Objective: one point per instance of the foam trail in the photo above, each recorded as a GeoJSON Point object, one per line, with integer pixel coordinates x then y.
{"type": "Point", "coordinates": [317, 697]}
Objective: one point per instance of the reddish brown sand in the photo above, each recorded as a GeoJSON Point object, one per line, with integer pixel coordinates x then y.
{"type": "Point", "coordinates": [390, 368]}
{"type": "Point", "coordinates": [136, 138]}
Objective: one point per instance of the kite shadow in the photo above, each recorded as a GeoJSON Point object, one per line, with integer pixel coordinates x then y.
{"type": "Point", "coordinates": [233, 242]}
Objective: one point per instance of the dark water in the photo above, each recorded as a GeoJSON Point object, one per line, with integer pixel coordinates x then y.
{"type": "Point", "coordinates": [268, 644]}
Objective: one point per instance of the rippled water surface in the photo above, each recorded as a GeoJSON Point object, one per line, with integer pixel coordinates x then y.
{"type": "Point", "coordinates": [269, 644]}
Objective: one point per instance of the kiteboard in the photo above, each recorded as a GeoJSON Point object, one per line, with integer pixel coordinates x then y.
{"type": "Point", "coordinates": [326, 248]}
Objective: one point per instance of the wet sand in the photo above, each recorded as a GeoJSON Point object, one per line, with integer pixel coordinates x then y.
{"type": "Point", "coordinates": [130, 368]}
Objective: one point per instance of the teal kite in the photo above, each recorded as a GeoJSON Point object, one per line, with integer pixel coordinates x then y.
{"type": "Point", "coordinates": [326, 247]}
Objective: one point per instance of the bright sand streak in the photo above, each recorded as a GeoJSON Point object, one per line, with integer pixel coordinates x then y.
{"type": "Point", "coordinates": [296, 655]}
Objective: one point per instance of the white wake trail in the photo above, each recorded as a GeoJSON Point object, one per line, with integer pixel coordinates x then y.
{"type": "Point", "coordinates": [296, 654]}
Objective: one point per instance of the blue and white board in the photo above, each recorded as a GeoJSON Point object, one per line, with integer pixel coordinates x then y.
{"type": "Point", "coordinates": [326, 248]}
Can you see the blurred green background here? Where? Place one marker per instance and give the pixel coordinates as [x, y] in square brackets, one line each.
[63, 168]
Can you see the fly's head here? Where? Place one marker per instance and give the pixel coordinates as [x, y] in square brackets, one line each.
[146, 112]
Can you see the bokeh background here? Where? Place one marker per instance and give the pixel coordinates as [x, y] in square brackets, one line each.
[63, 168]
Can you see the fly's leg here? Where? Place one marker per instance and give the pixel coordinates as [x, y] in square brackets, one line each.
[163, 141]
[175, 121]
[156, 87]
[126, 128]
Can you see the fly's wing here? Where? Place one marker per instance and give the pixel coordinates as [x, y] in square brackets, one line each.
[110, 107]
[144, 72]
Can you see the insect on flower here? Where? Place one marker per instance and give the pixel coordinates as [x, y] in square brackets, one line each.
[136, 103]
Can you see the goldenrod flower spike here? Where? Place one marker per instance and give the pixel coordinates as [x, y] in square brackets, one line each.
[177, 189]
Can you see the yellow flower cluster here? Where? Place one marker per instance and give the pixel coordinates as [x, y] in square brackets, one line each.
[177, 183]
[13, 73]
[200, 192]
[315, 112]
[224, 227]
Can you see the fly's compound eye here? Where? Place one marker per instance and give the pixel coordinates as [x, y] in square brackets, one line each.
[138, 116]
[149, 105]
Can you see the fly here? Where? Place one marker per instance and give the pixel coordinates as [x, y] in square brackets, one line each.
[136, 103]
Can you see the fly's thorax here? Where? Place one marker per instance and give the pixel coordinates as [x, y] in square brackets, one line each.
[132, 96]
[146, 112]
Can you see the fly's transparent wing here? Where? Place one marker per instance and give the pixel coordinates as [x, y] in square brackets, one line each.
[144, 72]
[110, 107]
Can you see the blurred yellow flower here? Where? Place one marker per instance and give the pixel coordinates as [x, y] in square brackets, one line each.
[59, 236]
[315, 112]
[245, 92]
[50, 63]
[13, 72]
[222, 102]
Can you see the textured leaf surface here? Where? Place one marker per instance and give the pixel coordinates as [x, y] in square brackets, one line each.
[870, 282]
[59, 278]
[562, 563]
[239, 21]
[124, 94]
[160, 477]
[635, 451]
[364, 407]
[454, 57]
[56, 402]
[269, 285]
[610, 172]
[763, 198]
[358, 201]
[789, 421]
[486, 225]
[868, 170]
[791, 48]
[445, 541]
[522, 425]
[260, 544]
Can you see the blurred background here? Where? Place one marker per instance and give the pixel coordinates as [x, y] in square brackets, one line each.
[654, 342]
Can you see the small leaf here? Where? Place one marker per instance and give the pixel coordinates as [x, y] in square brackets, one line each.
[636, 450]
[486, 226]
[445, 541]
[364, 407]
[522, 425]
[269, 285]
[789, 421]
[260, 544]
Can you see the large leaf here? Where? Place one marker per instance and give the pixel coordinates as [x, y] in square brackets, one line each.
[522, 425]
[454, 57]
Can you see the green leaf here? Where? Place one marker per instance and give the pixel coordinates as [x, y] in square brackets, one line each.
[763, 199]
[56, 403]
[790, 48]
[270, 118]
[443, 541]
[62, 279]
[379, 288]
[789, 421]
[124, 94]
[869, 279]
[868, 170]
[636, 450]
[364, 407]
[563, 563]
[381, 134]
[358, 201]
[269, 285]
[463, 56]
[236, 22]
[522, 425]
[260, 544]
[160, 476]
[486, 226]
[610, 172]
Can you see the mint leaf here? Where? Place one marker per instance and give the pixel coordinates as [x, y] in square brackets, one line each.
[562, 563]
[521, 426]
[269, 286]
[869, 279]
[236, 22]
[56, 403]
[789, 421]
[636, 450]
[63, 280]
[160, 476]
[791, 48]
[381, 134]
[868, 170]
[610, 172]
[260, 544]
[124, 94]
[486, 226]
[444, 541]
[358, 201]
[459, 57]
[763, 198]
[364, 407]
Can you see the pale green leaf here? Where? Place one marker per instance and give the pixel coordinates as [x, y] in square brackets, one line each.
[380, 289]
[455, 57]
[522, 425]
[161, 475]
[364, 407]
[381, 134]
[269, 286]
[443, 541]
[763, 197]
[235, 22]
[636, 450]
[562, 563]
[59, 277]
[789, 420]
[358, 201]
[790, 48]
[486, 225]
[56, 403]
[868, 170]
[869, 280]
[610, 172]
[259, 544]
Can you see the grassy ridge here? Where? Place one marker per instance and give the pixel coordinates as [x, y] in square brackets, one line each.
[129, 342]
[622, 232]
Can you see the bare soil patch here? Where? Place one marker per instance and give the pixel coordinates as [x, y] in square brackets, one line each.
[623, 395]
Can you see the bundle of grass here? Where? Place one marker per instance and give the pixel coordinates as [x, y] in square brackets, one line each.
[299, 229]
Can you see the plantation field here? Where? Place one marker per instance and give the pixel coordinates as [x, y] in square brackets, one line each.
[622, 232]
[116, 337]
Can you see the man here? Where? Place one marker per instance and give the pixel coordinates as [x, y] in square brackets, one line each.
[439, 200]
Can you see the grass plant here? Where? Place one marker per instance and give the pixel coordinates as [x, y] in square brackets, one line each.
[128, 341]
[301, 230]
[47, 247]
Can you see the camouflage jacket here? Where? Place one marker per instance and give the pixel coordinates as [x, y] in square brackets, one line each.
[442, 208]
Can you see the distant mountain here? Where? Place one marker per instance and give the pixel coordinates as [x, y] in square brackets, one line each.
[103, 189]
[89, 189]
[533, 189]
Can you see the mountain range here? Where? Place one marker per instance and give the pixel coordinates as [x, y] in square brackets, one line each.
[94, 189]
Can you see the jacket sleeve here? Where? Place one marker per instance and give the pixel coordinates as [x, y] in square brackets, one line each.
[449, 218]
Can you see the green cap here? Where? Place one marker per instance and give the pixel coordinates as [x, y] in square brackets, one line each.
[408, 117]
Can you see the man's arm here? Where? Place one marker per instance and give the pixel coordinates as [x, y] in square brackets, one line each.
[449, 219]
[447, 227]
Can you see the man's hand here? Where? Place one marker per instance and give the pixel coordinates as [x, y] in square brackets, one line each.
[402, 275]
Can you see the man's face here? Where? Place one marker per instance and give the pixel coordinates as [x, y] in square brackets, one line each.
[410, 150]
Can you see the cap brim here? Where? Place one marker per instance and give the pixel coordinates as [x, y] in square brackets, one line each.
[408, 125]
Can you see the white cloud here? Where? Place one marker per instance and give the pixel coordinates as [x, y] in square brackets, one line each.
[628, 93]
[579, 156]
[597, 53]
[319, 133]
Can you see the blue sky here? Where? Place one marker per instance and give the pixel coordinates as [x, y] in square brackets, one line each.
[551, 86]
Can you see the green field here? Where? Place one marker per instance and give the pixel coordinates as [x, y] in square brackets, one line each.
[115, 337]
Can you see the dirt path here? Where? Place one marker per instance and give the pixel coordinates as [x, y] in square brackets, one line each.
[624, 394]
────────────────
Task requirements – At the line with "Can you see the man's hand", begin reproducing the material above exactly, and continue through its last line.

Output below –
Can you see the man's hand here? Where? Place one marker per instance and give the pixel coordinates as [x, y] in square brackets, one line each.
[402, 275]
Can you see the man's face here? Where? Place one marker per instance and give the pixel coordinates as [x, y] in square brackets, one line each.
[410, 150]
Can you see the cap brim here? Where? Place one marker per instance and give the pixel coordinates as [x, y] in square brackets, one line each.
[408, 125]
Can you see the white cloud here? Where? Place one marker per instance and give the pixel coordinates as [x, y] in square brackets, one line each.
[628, 93]
[579, 156]
[597, 53]
[319, 133]
Can you see the blue sky here? Where? Place one marker per instance and give the pixel coordinates as [x, y] in square brackets, one line each.
[551, 86]
Can you see the green field here? Where? Place one marker per instance and give the pixel coordinates as [x, y] in square brackets, one line each.
[115, 337]
Can you see the dirt path here? Where? Place one marker per instance and give the pixel coordinates as [x, y] in square brackets, one line each.
[624, 394]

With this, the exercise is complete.